Extract to read:
BEGIN
Karen Petruska – Northeastern University

I’m a Mamie Gummer fan.  Proof: I sat through more than one episode of Off the Map and also suffered through Evening.  Despite Gummer’s bumpy ride to what will inevitably be great fame, I was eager to check her out in the CW’s Emily Owens, M.D.

Though skeptical about the show’s “life as a doctor is just like high school” conceit, when Emily’s lesbian colleague Tyra walks her through the various cliques at the hospital, I got it (really, it is a funny and apt bit).  Emily is particularly troubled about having to return to high school since she wasn’t exactly cool back in the day.  To be honest, anytime I go to a new conference, I still feel 13, in the corner at a mixer. The thing about being an adult, though, is that even though I still can tell who are the cool kids, now I could give a crap about being a cool kid.  Emily, unfortunately, is not yet that enlightened.

That said, Dr. Emily so far wins hands down in the “who’s a greater model for modern feminism” match versus Dr. Mindy on The Mindy Project, a program that so far has made Mindy’s profession an excuse to create a rom-com. Sure, Emily has a crush on her med school colleague, and she has chemistry with her resident, but she also is a great doctor—competent, compassionate, and determined.
END
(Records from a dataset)
BEGIN
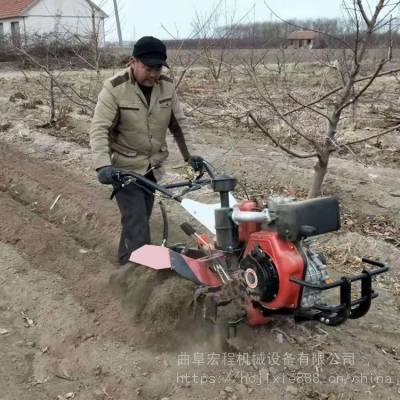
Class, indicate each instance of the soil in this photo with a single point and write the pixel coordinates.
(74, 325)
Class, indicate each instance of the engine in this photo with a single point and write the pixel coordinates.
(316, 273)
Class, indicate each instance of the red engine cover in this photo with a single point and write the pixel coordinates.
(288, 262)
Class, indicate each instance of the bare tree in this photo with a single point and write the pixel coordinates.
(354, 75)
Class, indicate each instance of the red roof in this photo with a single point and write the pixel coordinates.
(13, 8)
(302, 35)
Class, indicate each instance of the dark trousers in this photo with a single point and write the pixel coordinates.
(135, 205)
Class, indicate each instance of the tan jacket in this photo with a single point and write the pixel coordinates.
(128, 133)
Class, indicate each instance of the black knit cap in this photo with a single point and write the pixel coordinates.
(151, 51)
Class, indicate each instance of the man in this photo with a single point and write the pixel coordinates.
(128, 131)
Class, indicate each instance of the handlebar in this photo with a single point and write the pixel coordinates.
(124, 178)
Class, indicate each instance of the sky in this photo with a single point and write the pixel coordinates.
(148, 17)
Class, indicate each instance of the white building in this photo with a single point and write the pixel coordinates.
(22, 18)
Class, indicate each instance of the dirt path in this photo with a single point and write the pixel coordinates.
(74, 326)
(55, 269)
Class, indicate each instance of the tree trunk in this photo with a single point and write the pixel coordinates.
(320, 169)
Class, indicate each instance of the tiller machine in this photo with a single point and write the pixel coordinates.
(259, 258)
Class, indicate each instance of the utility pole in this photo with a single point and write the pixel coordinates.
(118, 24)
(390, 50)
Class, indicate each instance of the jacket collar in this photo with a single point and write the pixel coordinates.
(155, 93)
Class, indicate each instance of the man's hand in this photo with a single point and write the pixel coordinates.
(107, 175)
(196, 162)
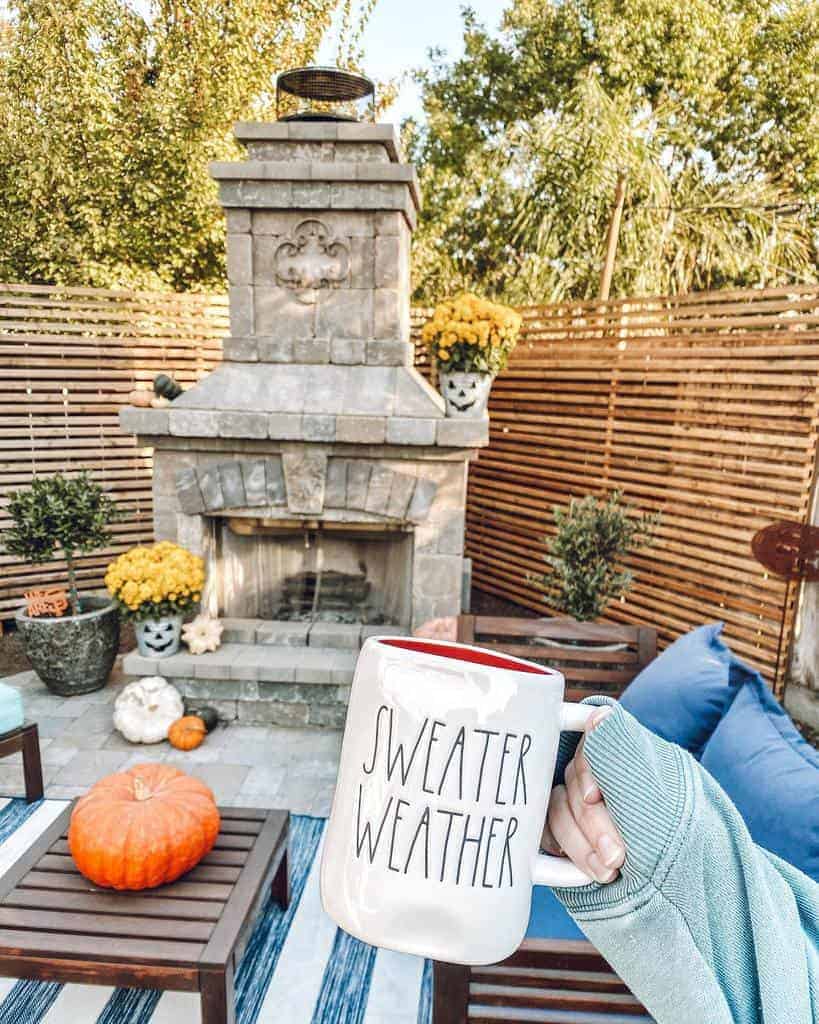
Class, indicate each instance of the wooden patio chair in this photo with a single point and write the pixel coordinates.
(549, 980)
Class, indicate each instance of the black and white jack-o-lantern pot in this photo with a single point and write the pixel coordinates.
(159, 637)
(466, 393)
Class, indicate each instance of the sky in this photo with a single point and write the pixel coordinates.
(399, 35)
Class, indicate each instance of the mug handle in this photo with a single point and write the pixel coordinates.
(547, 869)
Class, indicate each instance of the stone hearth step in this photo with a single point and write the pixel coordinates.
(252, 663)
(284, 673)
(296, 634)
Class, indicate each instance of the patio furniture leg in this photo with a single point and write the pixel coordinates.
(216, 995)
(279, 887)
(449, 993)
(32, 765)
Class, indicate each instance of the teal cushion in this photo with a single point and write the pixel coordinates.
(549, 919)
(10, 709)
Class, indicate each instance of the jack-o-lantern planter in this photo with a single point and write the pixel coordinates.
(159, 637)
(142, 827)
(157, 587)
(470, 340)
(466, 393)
END
BEGIN
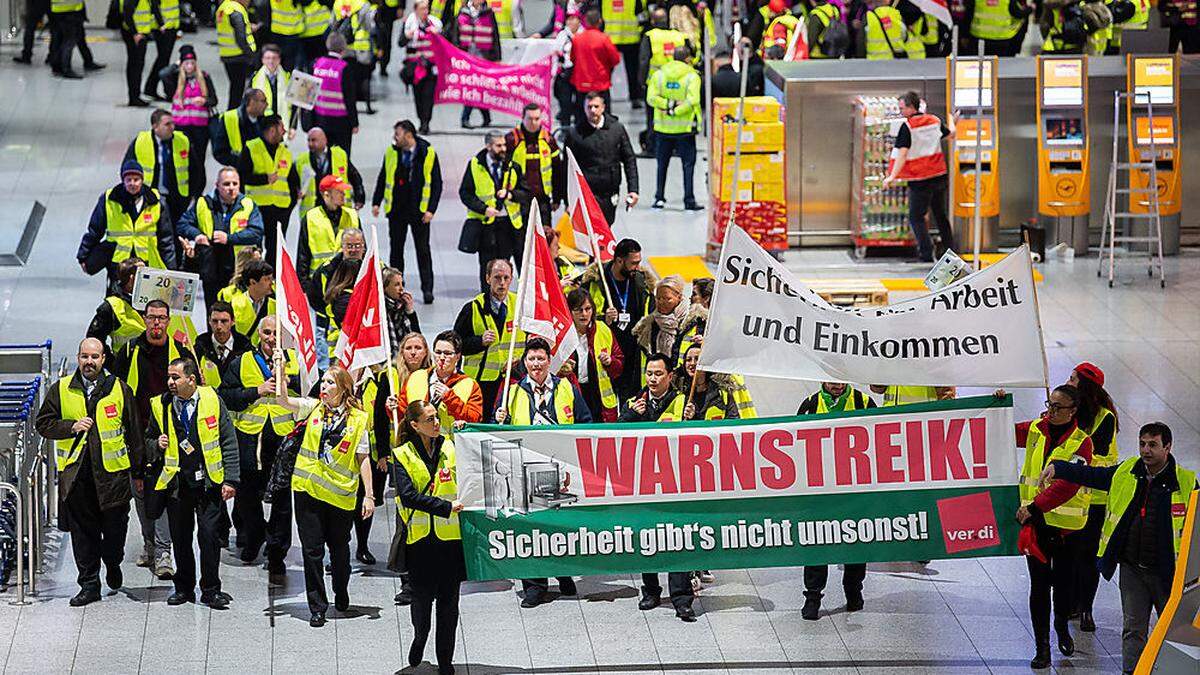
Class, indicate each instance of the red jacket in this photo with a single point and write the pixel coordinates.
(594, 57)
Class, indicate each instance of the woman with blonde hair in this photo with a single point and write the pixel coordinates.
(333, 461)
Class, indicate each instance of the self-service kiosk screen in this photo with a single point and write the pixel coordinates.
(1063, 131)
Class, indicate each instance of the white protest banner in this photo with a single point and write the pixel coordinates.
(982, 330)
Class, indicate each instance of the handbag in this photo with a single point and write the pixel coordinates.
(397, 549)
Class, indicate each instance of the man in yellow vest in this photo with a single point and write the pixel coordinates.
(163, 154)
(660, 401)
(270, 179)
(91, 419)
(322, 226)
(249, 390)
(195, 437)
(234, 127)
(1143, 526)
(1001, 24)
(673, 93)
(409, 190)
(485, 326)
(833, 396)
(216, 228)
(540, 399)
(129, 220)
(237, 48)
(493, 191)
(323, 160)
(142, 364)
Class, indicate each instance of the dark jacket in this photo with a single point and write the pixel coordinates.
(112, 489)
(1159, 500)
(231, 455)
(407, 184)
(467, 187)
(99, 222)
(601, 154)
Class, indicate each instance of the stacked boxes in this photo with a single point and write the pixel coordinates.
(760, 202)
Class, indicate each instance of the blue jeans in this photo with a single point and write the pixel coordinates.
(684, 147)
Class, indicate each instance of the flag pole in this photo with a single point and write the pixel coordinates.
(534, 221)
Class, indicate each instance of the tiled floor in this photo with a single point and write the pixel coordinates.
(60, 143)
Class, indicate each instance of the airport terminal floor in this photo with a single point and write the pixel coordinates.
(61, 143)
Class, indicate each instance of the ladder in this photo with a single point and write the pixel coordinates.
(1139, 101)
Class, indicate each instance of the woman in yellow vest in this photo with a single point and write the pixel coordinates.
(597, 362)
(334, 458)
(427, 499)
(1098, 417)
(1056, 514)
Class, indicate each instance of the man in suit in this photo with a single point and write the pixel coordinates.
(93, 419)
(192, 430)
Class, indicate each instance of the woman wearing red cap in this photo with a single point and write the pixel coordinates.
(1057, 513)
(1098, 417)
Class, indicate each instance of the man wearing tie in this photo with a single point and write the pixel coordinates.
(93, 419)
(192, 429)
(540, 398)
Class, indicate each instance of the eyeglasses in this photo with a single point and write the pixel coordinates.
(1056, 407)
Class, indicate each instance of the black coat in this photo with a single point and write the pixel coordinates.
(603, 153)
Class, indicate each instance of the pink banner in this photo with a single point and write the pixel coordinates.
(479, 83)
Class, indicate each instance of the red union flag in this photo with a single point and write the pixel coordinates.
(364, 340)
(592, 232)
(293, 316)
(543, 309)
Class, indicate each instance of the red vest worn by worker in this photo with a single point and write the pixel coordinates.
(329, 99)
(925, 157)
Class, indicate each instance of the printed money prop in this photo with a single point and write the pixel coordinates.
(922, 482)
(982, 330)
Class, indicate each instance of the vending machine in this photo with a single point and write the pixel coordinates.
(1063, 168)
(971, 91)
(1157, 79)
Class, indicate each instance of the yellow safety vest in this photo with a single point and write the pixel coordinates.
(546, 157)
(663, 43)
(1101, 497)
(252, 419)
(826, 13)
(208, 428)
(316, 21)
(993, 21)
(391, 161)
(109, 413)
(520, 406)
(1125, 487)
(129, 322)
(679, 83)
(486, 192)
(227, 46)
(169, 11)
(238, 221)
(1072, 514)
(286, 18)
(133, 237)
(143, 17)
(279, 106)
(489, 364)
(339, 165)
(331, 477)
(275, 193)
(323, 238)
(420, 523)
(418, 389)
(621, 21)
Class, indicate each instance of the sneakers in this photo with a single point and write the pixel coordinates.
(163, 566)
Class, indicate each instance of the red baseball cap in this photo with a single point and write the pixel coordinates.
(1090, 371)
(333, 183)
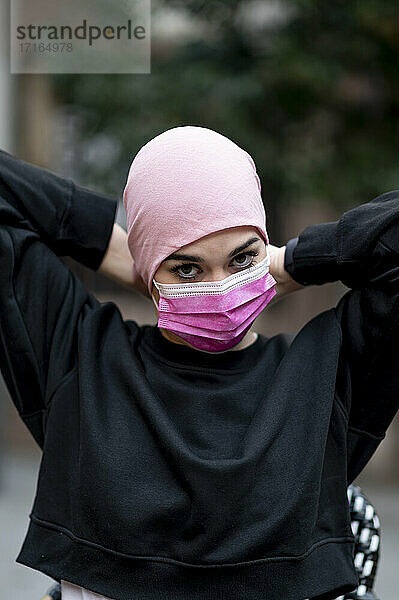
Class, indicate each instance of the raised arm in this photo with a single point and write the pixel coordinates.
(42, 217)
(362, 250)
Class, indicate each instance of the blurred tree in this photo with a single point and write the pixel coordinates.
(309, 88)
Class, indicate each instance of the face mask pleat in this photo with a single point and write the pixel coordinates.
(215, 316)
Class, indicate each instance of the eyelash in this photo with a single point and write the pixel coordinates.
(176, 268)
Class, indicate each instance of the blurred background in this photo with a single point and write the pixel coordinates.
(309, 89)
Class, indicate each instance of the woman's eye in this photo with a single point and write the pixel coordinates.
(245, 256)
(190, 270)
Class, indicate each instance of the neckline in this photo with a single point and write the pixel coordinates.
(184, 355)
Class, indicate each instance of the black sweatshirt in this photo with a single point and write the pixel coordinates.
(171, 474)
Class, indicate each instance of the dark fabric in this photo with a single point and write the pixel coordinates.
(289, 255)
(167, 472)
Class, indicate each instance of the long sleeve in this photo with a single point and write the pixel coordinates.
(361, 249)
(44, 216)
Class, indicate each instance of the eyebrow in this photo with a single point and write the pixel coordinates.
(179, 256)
END
BEGIN
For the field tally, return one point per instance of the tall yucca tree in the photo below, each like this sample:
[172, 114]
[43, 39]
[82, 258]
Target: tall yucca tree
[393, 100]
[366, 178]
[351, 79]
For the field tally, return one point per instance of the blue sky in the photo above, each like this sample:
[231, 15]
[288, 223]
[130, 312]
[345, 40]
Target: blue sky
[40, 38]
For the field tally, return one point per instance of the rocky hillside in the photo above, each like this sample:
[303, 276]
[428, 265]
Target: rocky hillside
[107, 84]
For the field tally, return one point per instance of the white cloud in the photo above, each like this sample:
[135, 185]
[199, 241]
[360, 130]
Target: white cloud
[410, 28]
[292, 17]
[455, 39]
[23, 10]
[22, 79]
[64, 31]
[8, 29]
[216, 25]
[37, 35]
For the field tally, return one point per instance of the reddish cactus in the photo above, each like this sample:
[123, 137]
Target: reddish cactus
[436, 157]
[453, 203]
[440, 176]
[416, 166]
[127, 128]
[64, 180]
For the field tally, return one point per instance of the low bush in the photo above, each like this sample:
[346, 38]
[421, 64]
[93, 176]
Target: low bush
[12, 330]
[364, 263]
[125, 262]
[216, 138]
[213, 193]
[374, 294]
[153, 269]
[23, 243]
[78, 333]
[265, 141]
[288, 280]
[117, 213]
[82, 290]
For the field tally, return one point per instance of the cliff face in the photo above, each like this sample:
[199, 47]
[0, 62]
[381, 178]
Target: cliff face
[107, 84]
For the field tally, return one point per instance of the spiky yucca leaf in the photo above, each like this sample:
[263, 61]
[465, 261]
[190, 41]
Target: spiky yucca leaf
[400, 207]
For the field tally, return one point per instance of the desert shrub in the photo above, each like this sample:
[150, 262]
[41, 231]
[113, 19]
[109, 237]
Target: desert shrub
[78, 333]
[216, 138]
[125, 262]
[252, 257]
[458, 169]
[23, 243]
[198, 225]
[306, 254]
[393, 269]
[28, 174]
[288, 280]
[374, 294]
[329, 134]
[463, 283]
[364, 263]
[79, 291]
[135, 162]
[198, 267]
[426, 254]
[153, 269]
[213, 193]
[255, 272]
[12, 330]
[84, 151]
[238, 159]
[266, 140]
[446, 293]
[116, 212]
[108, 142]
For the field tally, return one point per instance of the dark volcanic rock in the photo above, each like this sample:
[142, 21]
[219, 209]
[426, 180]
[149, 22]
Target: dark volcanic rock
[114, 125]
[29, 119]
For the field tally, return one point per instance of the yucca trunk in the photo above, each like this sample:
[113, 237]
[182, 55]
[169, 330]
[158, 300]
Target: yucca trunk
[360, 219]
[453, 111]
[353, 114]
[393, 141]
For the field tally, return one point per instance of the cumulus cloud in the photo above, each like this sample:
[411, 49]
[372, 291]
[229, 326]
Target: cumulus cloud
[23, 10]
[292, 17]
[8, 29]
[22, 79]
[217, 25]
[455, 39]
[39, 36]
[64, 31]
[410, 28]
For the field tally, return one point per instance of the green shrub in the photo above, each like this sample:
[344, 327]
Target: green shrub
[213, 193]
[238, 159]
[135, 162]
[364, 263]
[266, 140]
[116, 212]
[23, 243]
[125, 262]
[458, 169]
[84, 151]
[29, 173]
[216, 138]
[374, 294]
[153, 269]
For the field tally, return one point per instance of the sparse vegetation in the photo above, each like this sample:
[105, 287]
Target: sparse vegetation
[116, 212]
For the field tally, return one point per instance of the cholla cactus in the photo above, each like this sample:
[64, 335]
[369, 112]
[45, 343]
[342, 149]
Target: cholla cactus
END
Actions to take:
[1] In the Emily Owens, M.D. review, who walks Emily through the various cliques at the hospital?
[2] Quote the Emily Owens, M.D. review from "I’m a Mamie" to "yet that enlightened.".
[3] Continue the Emily Owens, M.D. review from where it stops.
The data are separate material and have no connection to the review.

Results by task:
[1] Emily's lesbian colleague Tyra.

[2]
I’m a Mamie Gummer fan.  Proof: I sat through more than one episode of Off the Map and also suffered through Evening.  Despite Gummer’s bumpy ride to what will inevitably be great fame, I was eager to check her out in the CW’s Emily Owens, M.D.

Though skeptical about the show’s “life as a doctor is just like high school” conceit, when Emily’s lesbian colleague Tyra walks her through the various cliques at the hospital, I got it (really, it is a funny and apt bit).  Emily is particularly troubled about having to return to high school since she wasn’t exactly cool back in the day.  To be honest, anytime I go to a new conference, I still feel 13, in the corner at a mixer. The thing about being an adult, though, is that even though I still can tell who are the cool kids, now I could give a crap about being a cool kid.  Emily, unfortunately, is not yet that enlightened.

[3]
Gummer’s appeal extends beyond the fun of seeing her mother flash across her face (though that, too, is fun)—as Emily she evokes an optimism that is contagious (Emily is not a Grey-style twisted sister). At one point, the resident who is Emily’s future love interest prescribed some tough love for Emily, convincing her to hand over the Ring Dings into which she was crying by reminding her of patients with real problems. I was impressed that the CW took a moment to shatter the illusion in which their entire network operates—with characters free from financial care and a multi-ethnic cast who rarely acknowledge race as, you know, a thing.  Can you imagine Serena on Gossip Girl realizing that her white-person problems may not be so important, after all?   Even though Emily’s internal monologue can sometimes run a bit long, and even though the plotting can be clichéd and predictable, I’m not done with this show. I think there’s something there—and even if that something is just Gummer, that’s okay with me.

Lindsay Giggey – University of California – Los Angeles

Oh Mamie Gummer… I wanted to love you in Emily Owens, M.D. since I love you as Nancy Crozier, recurring character on The Good Wife.  Whereas Crozier allows her opponents to misconceive her as a girl-next-door when in actuality she’s a calculated opponent, Owens frustratingly lacks any such self-awareness.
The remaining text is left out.